# SOURCE DOCUMENT
============================================================
No, that's not what he said. The reference to interpretation doesn't specify that people should "ignore these exegetes". You're reading that concept into the text.
You write:
"No I didn't."
You're mistaken. Here's what you said earlier:
"In particular, manuscripts with markings and comments seem to be exclusively writing to assert support for the verses."
But now you're claiming:
"What markings mean isn't as clear cut as you make out and many of the markings refer to notes SUPPORTIVE of the text."
You've changed your argument from "exclusively" to "many". You're contradicting yourself, as you often do.
You write:
"I can't think of any manuscript I have referred to which didn't come from the Orthodox Church. Only if I had referred to coptic or possibly peshitta manuscripts, depending on dating, might you claim that."
Here we have another example of your ignorance. As I explained to you before, we don't know who made all of the manuscripts, so you can't possibly know that they're all Eastern Orthodox. And the figures that scholars like Metzger use with regard to the large majority of manuscripts containing the longer ending of Mark are figures based on the entirety of the manuscript record, including manuscripts postdating the first millennium. You need to document that your manuscripts are Eastern Orthodox. Your vague comments above aren't sufficient.
You write:
"THERE IS NO EARLIER CONSENSUS! How many times need I cite Justin Martyr or Irenaeus?"
A consensus doesn't require unanimity.
You write:
"And even if there was earlier consensus, there was earlier consensus to exclude Revelation for the cause it didn't exist yet. You can't cite silence as a consensus against a book. Books work their way into the canon over time."
Nobody expects books to be accepted before they exist. But your longer ending of Mark was rejected from the large majority of manuscripts at a time when that longer ending was in existence and circulating.
You write:
"THey did include it with the gospel of Mark. How many times must I cite Cyprian, Irenaeus etc?"
It seems that you're either being highly careless or highly dishonest. Citing a minority source like Irenaeus doesn't change the fact that sources like Eusebius refer to the majority of manuscripts as not including the passage.
You write:
"Paul has addressed his letters to the Church, so naturally his readers are assumed to be in the Church. That doesn't mean people can't leave the Church....In Acts 15:22 it talks about 'the whole church' doing something. Not 'that part of the church who still bothers to attend'. In Acts 18:21 they greeted the church. They didn't just greet the parts of the church who made themselves known out of the ephemeral invisible church."
The term "church" is used differently in different contexts. The fact that the church I referred to isn't the one being addressed in the passages from Acts that you cite above does nothing to prove that the church I referred to doesn't exist. You've failed to interact with the passages I cited. Telling us that people can "leave the church" doesn't change what the passages I cited say about the nature of inclusion in the church in the first place.
You write:
"Denomination is anachronistic."
You were the one who first applied the term to Eastern Orthodoxy as it allegedly existed in the first millennium. See here:
http://triablogue.blogspot.com/2007/03/garden-hose-table-talk.html
You write:
"In Acts 19:2 Paul comes upon some believers who do not have the Holy Spirit. I don't think it's necessary to believe they wouldn't be saved."
============================================================
# GIVEN EXERCISE A
Lay out the rows from the line with "Where can you find the high-rise" through the final line of the rows as a JSON list of strings, one string per line, leaving out blank lines.
============================================================
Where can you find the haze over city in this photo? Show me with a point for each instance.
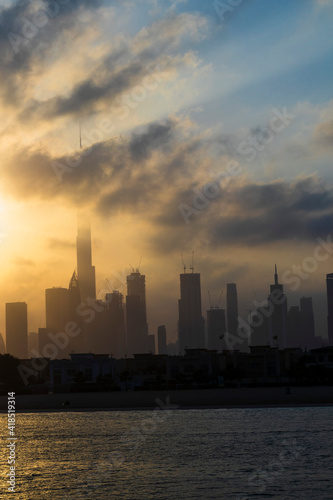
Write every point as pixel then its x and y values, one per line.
pixel 167 96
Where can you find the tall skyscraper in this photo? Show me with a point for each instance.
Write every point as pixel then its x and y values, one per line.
pixel 232 308
pixel 109 326
pixel 161 340
pixel 329 289
pixel 191 326
pixel 308 326
pixel 136 315
pixel 215 328
pixel 85 269
pixel 78 343
pixel 17 329
pixel 277 321
pixel 56 307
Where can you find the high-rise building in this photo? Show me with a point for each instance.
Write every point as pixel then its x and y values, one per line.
============================================================
# GIVEN EXERCISE B
Answer these questions about the rebuttal on the longer ending of Mark, one per line:
(i) The writer says the opponent's argument shifted from "exclusively" to which word?
(ii) Which source is said to refer to the majority of manuscripts as not including the passage?
(iii) In Acts 19:2, as quoted, whom does Paul come upon?

# FULL ANSWER A
[
  "Where can you find the high-rise building in this photo? Show me with a point for each instance.",
  "Write every point as pixel then its x and y values, one per line."
]

# FULL ANSWER B
(i) "Many"
(ii) Eusebius
(iii) Some believers who do not have the Holy Spirit